WHAT TO PRODUCE: Read through the lines below and copy the ones holding the string "road".

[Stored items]
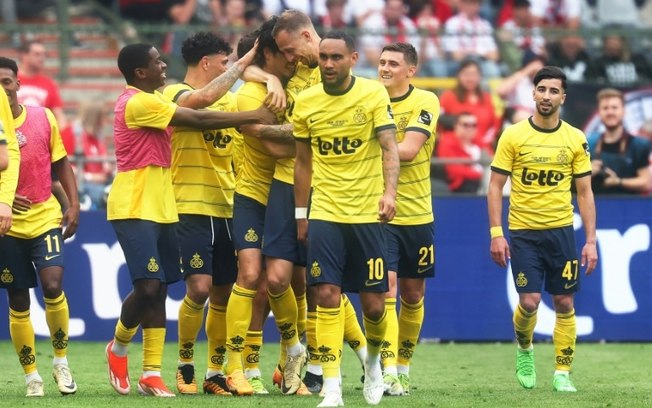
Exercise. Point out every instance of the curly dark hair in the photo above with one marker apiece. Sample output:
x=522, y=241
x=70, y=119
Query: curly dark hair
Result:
x=203, y=43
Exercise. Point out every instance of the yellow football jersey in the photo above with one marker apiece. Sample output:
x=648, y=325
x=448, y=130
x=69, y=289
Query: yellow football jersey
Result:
x=255, y=172
x=9, y=176
x=541, y=164
x=43, y=216
x=303, y=78
x=347, y=159
x=417, y=111
x=202, y=163
x=144, y=193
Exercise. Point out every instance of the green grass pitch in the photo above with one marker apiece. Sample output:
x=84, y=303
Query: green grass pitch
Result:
x=443, y=375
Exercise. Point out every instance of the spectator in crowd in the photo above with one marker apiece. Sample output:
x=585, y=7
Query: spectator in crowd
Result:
x=520, y=37
x=334, y=17
x=91, y=152
x=467, y=34
x=458, y=144
x=645, y=132
x=516, y=91
x=557, y=13
x=430, y=44
x=37, y=89
x=468, y=96
x=618, y=65
x=386, y=26
x=619, y=160
x=569, y=53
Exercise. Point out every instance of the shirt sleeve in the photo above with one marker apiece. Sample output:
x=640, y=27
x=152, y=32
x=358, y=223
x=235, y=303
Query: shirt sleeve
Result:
x=57, y=149
x=582, y=161
x=9, y=176
x=424, y=116
x=149, y=110
x=382, y=109
x=504, y=158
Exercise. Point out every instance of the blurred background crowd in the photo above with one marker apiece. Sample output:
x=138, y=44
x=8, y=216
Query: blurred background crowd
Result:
x=479, y=56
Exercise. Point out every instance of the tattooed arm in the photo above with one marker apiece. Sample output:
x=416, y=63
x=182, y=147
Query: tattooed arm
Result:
x=218, y=87
x=387, y=203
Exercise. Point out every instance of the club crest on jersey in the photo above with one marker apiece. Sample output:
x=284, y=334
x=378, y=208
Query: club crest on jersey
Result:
x=563, y=157
x=22, y=139
x=251, y=235
x=196, y=262
x=402, y=123
x=6, y=276
x=152, y=266
x=359, y=116
x=425, y=117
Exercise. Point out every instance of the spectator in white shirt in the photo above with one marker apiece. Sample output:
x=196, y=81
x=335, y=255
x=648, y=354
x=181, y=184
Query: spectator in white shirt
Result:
x=467, y=34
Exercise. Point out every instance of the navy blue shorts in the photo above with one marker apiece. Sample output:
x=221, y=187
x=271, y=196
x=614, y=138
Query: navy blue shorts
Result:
x=21, y=258
x=248, y=222
x=207, y=248
x=151, y=249
x=280, y=229
x=351, y=256
x=411, y=250
x=548, y=256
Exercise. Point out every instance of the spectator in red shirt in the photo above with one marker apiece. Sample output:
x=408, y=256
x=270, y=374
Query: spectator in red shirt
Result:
x=38, y=89
x=458, y=144
x=91, y=151
x=468, y=96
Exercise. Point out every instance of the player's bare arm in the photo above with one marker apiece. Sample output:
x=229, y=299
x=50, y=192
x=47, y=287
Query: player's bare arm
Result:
x=410, y=146
x=68, y=182
x=276, y=99
x=391, y=168
x=208, y=120
x=277, y=140
x=302, y=180
x=499, y=247
x=586, y=204
x=218, y=87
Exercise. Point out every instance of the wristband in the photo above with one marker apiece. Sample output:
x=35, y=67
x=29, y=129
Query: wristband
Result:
x=496, y=232
x=301, y=213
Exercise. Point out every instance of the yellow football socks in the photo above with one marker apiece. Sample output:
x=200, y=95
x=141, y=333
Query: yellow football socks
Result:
x=22, y=336
x=524, y=323
x=238, y=317
x=191, y=316
x=389, y=348
x=216, y=335
x=329, y=340
x=410, y=320
x=251, y=352
x=563, y=337
x=57, y=316
x=153, y=343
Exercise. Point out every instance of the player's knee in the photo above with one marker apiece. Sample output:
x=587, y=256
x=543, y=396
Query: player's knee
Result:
x=19, y=300
x=51, y=289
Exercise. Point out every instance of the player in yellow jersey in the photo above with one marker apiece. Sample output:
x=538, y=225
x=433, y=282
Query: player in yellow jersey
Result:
x=142, y=207
x=33, y=247
x=543, y=156
x=346, y=150
x=297, y=39
x=203, y=181
x=253, y=182
x=410, y=235
x=9, y=173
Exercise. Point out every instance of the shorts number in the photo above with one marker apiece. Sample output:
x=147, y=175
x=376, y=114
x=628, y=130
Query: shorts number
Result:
x=376, y=268
x=427, y=255
x=570, y=270
x=53, y=241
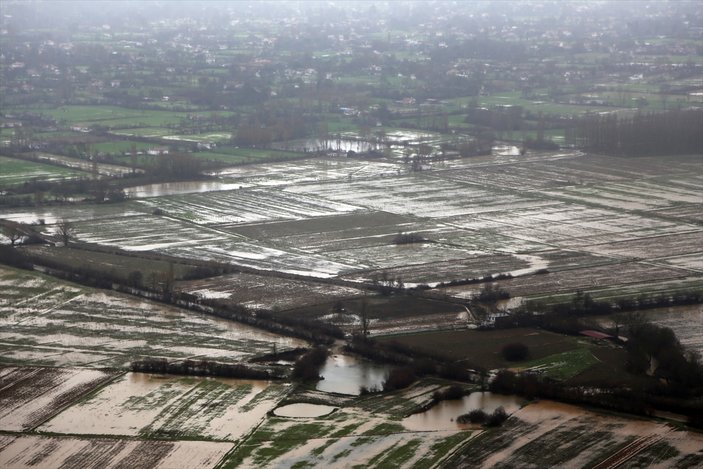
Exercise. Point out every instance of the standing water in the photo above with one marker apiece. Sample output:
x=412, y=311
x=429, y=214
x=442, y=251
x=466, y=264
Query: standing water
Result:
x=443, y=416
x=344, y=374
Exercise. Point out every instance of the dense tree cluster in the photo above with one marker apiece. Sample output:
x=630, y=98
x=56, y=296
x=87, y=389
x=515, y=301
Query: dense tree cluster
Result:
x=199, y=368
x=307, y=367
x=641, y=134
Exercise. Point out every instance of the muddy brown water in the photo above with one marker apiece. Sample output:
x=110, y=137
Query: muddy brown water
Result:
x=443, y=415
x=304, y=410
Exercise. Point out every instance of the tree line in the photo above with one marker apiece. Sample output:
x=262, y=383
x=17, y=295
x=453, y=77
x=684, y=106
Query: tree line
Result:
x=640, y=134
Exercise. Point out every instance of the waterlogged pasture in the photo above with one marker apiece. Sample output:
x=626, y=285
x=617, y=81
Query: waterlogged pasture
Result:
x=366, y=432
x=31, y=451
x=47, y=322
x=30, y=396
x=638, y=226
x=14, y=172
x=548, y=434
x=259, y=291
x=157, y=406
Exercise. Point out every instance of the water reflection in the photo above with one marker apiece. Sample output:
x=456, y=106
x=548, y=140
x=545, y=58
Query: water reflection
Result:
x=303, y=410
x=175, y=188
x=443, y=415
x=315, y=144
x=344, y=374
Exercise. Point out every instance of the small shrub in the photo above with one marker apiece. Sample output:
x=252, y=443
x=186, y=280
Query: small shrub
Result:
x=497, y=418
x=399, y=378
x=475, y=416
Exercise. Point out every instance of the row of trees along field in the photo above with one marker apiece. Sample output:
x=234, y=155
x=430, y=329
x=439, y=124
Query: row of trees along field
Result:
x=640, y=134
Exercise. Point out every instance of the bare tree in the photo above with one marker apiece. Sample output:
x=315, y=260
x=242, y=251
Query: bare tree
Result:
x=66, y=230
x=364, y=316
x=12, y=231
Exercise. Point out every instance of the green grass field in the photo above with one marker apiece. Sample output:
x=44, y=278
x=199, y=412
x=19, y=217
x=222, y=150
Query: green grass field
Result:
x=14, y=172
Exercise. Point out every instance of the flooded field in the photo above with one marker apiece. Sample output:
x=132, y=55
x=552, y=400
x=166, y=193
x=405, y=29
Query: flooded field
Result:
x=685, y=321
x=585, y=214
x=548, y=434
x=29, y=396
x=47, y=322
x=172, y=407
x=258, y=291
x=345, y=374
x=443, y=415
x=31, y=451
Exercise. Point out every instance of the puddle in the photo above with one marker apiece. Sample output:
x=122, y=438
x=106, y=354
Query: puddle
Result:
x=303, y=410
x=175, y=188
x=443, y=415
x=345, y=374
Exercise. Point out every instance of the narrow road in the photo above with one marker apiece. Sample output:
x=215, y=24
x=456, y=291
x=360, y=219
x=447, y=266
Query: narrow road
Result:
x=628, y=452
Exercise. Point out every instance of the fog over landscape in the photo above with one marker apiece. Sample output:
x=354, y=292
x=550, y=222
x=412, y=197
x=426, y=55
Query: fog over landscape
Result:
x=417, y=234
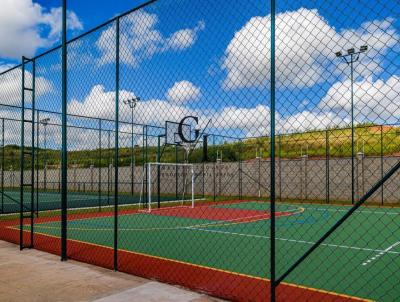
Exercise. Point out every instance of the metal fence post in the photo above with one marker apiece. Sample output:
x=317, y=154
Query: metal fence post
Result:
x=64, y=136
x=117, y=72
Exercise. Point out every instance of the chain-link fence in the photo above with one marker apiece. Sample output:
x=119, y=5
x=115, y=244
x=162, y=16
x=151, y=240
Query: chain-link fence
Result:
x=248, y=149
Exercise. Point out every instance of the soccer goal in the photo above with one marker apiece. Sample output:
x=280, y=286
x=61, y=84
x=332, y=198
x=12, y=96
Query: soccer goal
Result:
x=167, y=185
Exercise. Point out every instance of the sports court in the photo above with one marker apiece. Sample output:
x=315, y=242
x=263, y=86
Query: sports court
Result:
x=238, y=231
x=249, y=150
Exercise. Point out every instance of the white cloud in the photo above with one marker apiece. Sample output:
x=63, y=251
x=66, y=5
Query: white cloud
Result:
x=10, y=86
x=184, y=38
x=101, y=103
x=140, y=40
x=374, y=101
x=308, y=120
x=23, y=25
x=5, y=66
x=305, y=46
x=183, y=91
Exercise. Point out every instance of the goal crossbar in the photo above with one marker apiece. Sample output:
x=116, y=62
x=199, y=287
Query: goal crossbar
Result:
x=149, y=179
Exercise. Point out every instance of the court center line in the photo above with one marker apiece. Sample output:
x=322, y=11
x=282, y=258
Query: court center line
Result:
x=294, y=240
x=381, y=253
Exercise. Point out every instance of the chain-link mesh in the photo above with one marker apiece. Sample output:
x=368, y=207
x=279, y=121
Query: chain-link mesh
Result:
x=192, y=161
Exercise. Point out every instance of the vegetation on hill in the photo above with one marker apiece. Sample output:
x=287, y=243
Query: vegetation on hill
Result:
x=371, y=140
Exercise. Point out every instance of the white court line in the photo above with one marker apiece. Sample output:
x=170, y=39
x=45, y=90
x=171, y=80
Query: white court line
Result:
x=381, y=253
x=295, y=241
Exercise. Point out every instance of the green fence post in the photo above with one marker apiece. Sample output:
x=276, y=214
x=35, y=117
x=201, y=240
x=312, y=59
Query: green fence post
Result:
x=64, y=137
x=116, y=154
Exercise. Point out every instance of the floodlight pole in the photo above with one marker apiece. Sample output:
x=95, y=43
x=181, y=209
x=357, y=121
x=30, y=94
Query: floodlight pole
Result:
x=350, y=58
x=132, y=104
x=45, y=122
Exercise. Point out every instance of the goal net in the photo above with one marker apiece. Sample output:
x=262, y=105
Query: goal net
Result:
x=167, y=185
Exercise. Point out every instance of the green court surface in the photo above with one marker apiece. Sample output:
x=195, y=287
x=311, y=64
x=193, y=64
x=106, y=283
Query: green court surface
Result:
x=359, y=259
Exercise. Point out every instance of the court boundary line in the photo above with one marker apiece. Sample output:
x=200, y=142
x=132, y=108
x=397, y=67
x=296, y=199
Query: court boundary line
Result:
x=382, y=253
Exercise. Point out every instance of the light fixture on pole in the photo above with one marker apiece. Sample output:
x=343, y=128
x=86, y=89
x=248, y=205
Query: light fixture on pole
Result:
x=350, y=57
x=132, y=104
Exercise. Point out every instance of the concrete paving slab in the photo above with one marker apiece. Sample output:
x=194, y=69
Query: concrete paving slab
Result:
x=36, y=276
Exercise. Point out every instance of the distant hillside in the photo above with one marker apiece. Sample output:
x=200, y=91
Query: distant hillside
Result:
x=372, y=140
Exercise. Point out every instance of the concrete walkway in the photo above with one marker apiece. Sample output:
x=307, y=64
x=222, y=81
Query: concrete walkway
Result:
x=32, y=276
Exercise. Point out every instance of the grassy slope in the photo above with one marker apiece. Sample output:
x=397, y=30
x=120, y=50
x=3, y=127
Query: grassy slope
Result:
x=372, y=140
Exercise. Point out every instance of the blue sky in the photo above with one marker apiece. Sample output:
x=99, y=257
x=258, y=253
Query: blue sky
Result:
x=211, y=59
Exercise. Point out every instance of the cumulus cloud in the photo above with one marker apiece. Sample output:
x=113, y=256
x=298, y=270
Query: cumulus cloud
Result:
x=184, y=38
x=101, y=103
x=26, y=26
x=305, y=46
x=308, y=120
x=10, y=86
x=140, y=40
x=374, y=101
x=183, y=91
x=5, y=66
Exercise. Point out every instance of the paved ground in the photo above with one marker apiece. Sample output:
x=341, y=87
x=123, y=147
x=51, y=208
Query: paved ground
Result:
x=32, y=276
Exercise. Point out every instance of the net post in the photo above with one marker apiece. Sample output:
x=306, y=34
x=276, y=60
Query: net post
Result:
x=158, y=171
x=192, y=186
x=272, y=155
x=149, y=186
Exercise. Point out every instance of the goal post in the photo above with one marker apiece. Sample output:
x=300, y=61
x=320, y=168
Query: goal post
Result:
x=185, y=175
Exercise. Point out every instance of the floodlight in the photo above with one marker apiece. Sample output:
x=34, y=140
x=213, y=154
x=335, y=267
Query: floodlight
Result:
x=338, y=54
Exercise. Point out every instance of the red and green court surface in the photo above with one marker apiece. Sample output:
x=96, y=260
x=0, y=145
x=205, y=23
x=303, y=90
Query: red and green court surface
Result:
x=223, y=248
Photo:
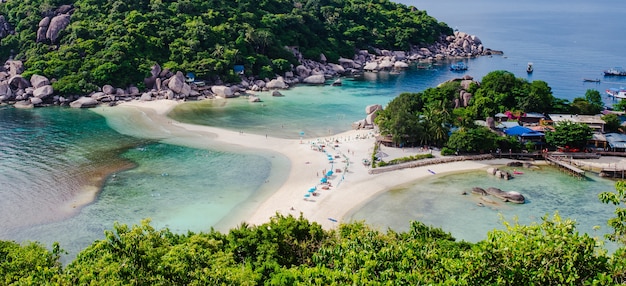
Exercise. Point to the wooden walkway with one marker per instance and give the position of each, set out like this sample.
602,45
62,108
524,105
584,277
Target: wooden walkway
566,166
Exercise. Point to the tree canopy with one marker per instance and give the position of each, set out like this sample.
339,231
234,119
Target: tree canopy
293,251
116,42
569,134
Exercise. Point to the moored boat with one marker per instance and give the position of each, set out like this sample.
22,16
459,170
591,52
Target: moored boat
591,80
615,71
616,92
460,66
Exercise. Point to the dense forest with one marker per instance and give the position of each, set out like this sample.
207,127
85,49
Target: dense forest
294,251
116,42
445,116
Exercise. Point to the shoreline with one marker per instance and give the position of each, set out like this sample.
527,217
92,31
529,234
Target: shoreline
351,184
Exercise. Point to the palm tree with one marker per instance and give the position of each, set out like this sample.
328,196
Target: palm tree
435,118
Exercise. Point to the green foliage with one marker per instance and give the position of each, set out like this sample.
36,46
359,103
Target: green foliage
620,106
293,251
618,223
110,42
500,91
612,122
405,159
475,140
417,119
29,264
570,134
550,253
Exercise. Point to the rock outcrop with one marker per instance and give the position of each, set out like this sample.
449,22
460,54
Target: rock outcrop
512,196
368,122
51,25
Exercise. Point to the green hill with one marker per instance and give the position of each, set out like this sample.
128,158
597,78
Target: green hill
116,42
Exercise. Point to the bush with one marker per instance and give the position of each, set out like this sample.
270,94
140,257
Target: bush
445,151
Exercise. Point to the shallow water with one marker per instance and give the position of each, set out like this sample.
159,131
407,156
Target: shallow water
438,201
49,155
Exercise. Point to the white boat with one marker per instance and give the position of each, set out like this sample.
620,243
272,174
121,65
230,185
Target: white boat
619,71
617,92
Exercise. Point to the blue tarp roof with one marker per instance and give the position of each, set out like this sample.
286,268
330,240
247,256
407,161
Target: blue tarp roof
616,140
522,131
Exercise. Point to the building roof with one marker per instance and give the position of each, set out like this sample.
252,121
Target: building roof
534,115
522,132
616,140
588,119
507,124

TASK OUTPUT:
Exercise. Point out every instance of the narrow road in the photo above with one marker apiece. Sample output:
Query: narrow road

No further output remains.